- _EXERCISE PROMPT_
From the article on the Western Balkans Extremism Research Forum below, pull out the stretch from "Kursani believes that family" through "same family (5).", copying it word for word.

- _PASSAGE_

────────

TUESDAY 29TH JANUARY 2019



The British Council’s Western Balkans Extremism Research Forum recently held a half-day conference in London. The event was hosted jointly by the Global Strategy Forum and the British Council and was supported by a grant from the UK government’s Conflict, Stability and Security Fund. The Forum discussed violent extremism in the Western Balkans and its potential impact on the UK. Its aim was to “strengthen understanding and raise awareness of extremism threats to the UK and ultimately remove the Western Balkans as a region of threat from the UK Counter-Extremism Strategy” (1).


Researchers from six Balkan nations with Muslim populations - Albania, Bosnia, Kosovo, Macedonia, Montenegro and Serbia - were asked to examine the root causes of radicalisation in their respective countries and to assess the effectiveness of the measures taken to combat it. The researchers presented their findings at the Forum and then answered questions from the audience. Although the states had many problems in common - weak political structures, limited employment, poor access to education - it soon became clear that each country faced a different set of challenges.


Media coverage of violent extremism in the Balkans tends to focus on the three Muslim-majority nations, Albania, Bosnia and Kosovo. Kosovo in particular has attracted lurid headlines describing it as a “cauldron” or “hotbed” of radical extremism (2). One of the purposes of the Forum is to counter these narratives by creating a body of evidence-based research with a consistent methodology that provides a more accurate picture of what is happening on the ground. According to the Forum, in the five years from 2012-2017, 723 males from the Western Balkans travelled to Syria or Iraq. Kosovo had the highest number, 255; Montenegro had the smallest number, 18. In-between were Bosnia, 177; Macedonia, 140; Albania, 96; Serbia, 37 (3).


On the face of it, it does seem that in Kosovo’s case there is a correlation between its population - more than 90% from a Muslim background - and radicalisation. But if population is a principal driver, why has Albania produced fewer violent extremists than Bosnia or Macedonia? (4) Senior Researcher for Kosovo Shpend Kursani warns against generalisations that demonise an entire nation. Basing his analysis on interviews with returning fighters, Kursani dismisses the idea that their radicalisation was due to poor education. On the contrary, the fighters he spoke to struck him as “generally smart” with a level of education similar to the population at large or even slightly higher. He also questions the assumption that poverty is a key factor in radicalisation. At the conference, Kursani argued that even if the official figure was tripled and we say there were a thousand radicalised individuals in Kosovo, that is still a tiny percentage of the total population. Hundreds of thousands of Kosovars live in poverty. So why, asks Kursani, haven’t they become radicalised?


Acknowledging that the causes of radicalisation are “incredibly complex and multifaceted”, Kursani believes that “identity” is a crucial factor. If a young person has an “identity vacuum”, membership of a radical group can fill the gap. It is true that religious extremism provides both a sense of belonging and a “radical outlet”. But Kursani argues that there are “many indications” that violent extremism is more attractive than religious doctrine. He suggests that a religious outlet could be “just an accident of fate”; in different circumstances those same people could have joined a violent Marxist-Leninist or Fascist group.


Kursani believes that family ties are another major radicalising factor. According to his data, 70% of those who went to Syria “were in close or extended family relations”, and 40% “were from the same nuclear family”. At the Forum, Kursani spoke specifically about Klina, a Kosovan village that has been described as a terrorist hotspot. But when you look at the data, you see that all ten people suspected of violent extremism came from the same family (5).

────────

- _DATA LISTING_
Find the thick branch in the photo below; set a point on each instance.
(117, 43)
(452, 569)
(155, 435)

────────

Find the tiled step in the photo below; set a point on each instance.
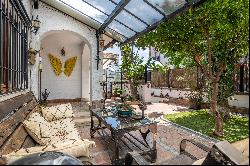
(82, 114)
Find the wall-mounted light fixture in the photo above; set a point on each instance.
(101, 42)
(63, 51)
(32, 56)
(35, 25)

────────

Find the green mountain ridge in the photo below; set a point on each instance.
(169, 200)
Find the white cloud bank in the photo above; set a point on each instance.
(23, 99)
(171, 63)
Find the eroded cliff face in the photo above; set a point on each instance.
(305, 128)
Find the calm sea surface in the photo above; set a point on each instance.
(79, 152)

────────

- _EXERCISE ANSWER_
Kursani believes that family ties are another major radicalising factor. According to his data, 70% of those who went to Syria “were in close or extended family relations”, and 40% “were from the same nuclear family”. At the Forum, Kursani spoke specifically about Klina, a Kosovan village that has been described as a terrorist hotspot. But when you look at the data, you see that all ten people suspected of violent extremism came from the same family (5).